[START OF RECORDS SUPPLIED]

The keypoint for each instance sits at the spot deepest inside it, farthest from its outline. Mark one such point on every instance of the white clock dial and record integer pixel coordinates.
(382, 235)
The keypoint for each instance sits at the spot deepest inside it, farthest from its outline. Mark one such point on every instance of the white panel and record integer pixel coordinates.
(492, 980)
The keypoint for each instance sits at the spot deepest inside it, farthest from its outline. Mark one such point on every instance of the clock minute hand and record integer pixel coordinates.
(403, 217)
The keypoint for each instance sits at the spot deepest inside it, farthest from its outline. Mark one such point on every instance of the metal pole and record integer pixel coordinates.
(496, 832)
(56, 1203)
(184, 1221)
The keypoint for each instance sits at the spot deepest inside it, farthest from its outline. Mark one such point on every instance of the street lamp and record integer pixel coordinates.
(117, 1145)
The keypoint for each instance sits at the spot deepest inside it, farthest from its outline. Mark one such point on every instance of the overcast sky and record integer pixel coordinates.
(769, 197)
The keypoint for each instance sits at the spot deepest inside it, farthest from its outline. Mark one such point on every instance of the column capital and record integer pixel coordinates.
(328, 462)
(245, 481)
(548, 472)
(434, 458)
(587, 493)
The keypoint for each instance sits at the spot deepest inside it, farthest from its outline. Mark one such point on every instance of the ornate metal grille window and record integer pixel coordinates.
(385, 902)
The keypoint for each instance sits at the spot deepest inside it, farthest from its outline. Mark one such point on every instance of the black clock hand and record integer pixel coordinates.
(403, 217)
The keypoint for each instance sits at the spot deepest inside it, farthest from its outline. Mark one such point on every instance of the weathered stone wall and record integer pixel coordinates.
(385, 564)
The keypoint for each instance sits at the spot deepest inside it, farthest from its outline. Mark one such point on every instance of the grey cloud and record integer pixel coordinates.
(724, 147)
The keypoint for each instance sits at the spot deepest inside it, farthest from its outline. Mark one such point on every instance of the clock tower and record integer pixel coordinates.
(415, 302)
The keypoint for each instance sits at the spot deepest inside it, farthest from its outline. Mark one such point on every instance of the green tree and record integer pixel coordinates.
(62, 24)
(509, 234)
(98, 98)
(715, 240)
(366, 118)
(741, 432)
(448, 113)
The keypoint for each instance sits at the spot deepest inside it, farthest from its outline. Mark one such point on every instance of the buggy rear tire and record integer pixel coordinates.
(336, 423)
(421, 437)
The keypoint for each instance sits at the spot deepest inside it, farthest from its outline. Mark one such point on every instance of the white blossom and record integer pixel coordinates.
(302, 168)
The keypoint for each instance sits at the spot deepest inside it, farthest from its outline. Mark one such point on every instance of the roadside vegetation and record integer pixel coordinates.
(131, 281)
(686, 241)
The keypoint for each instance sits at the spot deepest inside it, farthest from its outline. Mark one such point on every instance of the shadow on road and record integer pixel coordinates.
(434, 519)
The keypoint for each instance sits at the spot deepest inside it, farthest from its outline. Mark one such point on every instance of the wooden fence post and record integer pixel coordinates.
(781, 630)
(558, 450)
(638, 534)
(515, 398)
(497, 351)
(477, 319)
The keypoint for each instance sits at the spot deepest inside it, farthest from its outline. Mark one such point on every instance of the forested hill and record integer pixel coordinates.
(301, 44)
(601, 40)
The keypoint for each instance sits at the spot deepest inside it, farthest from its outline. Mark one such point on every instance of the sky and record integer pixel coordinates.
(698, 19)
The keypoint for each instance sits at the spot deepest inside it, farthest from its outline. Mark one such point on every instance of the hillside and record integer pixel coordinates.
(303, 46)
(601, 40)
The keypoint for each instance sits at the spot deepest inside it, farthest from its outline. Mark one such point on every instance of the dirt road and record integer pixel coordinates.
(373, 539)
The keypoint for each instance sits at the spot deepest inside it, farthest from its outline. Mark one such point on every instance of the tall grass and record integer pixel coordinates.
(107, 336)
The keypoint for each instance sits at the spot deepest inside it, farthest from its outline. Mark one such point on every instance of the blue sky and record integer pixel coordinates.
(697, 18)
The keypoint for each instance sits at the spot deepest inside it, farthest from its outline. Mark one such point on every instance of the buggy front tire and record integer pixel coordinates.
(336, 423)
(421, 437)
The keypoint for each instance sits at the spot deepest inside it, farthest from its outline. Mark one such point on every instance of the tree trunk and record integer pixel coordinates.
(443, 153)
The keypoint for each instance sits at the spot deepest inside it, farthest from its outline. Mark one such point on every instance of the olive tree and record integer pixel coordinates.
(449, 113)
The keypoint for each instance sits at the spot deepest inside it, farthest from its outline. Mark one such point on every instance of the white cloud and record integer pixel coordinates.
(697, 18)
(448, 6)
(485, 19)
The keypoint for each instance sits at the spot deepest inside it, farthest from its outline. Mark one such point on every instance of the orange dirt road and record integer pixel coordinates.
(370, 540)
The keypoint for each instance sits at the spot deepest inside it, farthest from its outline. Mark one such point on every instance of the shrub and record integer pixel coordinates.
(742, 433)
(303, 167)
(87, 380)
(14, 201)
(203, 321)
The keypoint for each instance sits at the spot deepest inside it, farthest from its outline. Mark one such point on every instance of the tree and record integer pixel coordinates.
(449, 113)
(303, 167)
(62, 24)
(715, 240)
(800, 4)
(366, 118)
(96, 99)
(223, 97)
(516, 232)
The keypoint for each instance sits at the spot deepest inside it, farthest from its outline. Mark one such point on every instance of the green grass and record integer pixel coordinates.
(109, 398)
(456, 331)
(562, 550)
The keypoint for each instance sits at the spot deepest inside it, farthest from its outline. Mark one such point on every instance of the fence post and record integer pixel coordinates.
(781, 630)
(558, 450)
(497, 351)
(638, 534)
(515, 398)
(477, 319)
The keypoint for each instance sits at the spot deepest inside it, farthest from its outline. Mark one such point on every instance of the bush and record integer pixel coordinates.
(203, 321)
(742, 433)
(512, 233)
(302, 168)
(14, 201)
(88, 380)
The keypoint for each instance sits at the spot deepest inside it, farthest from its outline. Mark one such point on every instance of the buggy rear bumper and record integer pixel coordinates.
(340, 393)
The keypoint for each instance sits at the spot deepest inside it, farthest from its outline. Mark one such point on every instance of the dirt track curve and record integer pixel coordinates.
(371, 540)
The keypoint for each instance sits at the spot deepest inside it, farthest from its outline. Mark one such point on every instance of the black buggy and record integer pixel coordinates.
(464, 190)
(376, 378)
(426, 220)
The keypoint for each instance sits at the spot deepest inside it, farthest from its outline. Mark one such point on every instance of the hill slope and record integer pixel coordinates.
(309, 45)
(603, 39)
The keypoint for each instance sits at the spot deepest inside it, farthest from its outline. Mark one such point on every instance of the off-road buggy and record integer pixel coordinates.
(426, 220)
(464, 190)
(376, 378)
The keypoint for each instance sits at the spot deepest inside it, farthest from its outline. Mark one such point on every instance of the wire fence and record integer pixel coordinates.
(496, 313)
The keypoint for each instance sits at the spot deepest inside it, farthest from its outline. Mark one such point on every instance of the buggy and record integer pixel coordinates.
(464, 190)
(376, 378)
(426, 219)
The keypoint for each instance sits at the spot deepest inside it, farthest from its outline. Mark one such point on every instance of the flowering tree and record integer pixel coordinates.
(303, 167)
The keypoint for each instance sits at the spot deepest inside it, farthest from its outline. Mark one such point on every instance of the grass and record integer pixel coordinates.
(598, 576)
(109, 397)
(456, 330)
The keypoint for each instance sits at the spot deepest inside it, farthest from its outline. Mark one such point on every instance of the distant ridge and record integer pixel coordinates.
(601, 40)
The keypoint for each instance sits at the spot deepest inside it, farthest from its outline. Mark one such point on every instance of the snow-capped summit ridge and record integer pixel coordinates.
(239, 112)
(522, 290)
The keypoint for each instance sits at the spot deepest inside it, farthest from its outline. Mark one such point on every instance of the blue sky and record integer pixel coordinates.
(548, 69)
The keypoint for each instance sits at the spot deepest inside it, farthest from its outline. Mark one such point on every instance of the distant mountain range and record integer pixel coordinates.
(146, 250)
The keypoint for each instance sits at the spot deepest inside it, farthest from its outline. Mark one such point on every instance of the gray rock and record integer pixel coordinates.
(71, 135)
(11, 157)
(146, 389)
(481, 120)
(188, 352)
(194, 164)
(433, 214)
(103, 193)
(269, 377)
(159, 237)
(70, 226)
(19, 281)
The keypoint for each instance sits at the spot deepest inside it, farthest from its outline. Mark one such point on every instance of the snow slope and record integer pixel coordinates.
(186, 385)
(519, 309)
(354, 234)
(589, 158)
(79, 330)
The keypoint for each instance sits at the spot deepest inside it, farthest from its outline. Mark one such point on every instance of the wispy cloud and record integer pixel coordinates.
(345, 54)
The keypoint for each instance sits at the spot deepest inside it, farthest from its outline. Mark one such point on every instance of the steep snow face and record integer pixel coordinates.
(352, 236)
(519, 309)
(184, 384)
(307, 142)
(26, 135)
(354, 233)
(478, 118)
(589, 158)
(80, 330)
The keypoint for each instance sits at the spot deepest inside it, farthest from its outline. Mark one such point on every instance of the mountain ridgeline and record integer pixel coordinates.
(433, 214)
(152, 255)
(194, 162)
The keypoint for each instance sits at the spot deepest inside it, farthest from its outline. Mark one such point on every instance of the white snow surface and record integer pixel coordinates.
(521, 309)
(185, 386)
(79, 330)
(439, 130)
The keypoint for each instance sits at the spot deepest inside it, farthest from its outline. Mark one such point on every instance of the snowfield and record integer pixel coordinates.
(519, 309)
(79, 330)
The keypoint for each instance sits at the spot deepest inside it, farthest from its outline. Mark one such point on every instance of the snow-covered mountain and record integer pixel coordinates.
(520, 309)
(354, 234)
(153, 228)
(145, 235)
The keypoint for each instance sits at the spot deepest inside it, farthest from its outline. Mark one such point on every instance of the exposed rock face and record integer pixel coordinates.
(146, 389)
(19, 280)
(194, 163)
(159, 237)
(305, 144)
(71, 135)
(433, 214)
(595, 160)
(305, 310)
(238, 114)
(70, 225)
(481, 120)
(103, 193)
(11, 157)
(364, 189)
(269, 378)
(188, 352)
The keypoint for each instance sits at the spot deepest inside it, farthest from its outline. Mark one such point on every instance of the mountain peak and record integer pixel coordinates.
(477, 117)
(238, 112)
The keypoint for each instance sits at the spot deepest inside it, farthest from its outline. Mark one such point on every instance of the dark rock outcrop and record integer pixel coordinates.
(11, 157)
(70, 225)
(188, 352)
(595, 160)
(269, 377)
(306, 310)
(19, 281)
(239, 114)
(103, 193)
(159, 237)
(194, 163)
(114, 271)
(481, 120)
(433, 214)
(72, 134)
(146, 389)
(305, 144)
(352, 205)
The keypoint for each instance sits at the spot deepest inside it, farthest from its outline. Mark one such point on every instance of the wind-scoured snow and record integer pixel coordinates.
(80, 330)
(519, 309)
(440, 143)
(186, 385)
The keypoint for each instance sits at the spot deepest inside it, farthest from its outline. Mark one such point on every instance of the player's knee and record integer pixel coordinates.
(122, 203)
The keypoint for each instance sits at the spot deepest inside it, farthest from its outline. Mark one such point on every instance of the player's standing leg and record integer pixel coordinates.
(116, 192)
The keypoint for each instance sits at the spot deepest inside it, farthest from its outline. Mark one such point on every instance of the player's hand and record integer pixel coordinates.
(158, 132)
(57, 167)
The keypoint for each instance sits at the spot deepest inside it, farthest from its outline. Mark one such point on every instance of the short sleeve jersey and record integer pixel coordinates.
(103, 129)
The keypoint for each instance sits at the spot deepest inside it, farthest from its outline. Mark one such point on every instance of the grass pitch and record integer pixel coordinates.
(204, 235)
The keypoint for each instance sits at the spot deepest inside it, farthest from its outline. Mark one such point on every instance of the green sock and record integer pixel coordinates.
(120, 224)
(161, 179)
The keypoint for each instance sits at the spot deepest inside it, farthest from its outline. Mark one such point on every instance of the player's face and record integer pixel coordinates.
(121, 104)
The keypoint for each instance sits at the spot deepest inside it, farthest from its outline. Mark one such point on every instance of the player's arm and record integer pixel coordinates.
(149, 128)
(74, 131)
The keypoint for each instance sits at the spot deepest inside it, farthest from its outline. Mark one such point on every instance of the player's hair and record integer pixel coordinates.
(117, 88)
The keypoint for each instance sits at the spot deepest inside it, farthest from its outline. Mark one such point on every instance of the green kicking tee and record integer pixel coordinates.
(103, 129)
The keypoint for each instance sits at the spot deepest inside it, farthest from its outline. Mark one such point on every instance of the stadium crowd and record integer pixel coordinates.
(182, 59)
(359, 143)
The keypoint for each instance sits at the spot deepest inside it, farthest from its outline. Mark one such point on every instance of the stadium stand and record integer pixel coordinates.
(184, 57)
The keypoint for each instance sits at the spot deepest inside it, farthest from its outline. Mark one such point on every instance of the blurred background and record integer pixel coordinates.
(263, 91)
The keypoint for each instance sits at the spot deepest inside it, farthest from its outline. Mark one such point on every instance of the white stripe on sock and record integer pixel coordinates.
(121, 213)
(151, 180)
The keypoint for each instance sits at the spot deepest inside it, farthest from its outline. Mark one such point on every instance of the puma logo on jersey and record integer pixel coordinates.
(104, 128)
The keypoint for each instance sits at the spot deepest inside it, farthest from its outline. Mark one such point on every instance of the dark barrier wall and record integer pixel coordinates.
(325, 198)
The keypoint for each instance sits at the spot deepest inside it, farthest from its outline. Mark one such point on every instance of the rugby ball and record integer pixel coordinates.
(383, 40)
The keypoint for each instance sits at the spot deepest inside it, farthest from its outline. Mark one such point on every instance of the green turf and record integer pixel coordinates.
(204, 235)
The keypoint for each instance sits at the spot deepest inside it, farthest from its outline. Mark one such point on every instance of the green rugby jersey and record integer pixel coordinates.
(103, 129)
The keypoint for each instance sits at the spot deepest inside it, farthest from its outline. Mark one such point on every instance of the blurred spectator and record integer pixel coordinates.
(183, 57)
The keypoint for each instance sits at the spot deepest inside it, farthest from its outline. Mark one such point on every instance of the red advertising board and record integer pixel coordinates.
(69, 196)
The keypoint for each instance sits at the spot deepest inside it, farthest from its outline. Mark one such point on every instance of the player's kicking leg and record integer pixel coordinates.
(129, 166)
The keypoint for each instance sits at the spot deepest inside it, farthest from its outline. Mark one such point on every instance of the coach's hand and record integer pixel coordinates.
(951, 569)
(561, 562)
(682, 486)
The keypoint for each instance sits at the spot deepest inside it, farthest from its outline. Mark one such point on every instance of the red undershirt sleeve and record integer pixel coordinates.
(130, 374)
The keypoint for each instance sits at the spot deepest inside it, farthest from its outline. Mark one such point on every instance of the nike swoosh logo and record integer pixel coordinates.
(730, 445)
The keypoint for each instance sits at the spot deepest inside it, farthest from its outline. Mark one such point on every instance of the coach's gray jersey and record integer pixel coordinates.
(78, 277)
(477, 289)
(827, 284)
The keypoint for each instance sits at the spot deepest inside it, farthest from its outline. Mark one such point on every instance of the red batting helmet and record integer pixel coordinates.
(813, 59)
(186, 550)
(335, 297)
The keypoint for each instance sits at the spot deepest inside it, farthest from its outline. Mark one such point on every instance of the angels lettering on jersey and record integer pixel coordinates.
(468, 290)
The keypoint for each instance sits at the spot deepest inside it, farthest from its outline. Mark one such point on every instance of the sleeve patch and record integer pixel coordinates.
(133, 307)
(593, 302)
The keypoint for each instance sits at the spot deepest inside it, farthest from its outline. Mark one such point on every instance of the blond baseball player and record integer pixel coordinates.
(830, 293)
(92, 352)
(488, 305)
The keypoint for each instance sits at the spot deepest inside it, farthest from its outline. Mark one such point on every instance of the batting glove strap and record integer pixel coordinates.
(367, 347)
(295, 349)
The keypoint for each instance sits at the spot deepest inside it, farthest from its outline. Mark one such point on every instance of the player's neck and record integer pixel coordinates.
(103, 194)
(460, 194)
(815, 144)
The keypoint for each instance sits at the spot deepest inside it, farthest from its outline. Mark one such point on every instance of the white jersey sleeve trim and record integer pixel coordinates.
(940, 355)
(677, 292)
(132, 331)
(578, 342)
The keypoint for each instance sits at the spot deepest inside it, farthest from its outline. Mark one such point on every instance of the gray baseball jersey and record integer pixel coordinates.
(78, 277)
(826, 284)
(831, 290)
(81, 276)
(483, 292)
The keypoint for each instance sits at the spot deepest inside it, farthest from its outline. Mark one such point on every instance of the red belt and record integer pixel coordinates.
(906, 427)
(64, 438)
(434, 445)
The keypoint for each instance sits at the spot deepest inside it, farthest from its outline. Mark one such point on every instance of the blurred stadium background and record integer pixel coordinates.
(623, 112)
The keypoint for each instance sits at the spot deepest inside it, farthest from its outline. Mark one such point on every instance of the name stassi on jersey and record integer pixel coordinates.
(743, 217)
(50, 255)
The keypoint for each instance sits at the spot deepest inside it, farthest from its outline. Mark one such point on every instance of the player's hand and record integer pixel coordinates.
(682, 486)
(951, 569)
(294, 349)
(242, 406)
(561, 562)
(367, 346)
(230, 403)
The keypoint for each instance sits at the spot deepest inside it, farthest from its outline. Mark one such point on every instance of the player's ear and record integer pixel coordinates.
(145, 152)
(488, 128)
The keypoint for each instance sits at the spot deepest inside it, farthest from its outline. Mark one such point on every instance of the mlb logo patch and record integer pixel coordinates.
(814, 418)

[END OF RECORDS SUPPLIED]

→ TASK REQUIREMENTS
Edit the entries from the line containing "minute hand and record integer pixel coordinates." through the line containing "(184, 1221)", replacing "metal pole" with "steel pole" and leaving everything else unchanged. Reproduce only those lines.

→ COMPLETE OUTPUT
The keypoint for each instance sits at the spot deepest inside it, farthest from its outline. Mark one such point on every instance of the clock minute hand and record integer pixel coordinates.
(403, 217)
The keypoint for each instance sits at the spot deepest inside it, farthest from its outline. Mark one such point on every instance of the steel pole and record integer pixel coordinates.
(496, 832)
(56, 1203)
(184, 1221)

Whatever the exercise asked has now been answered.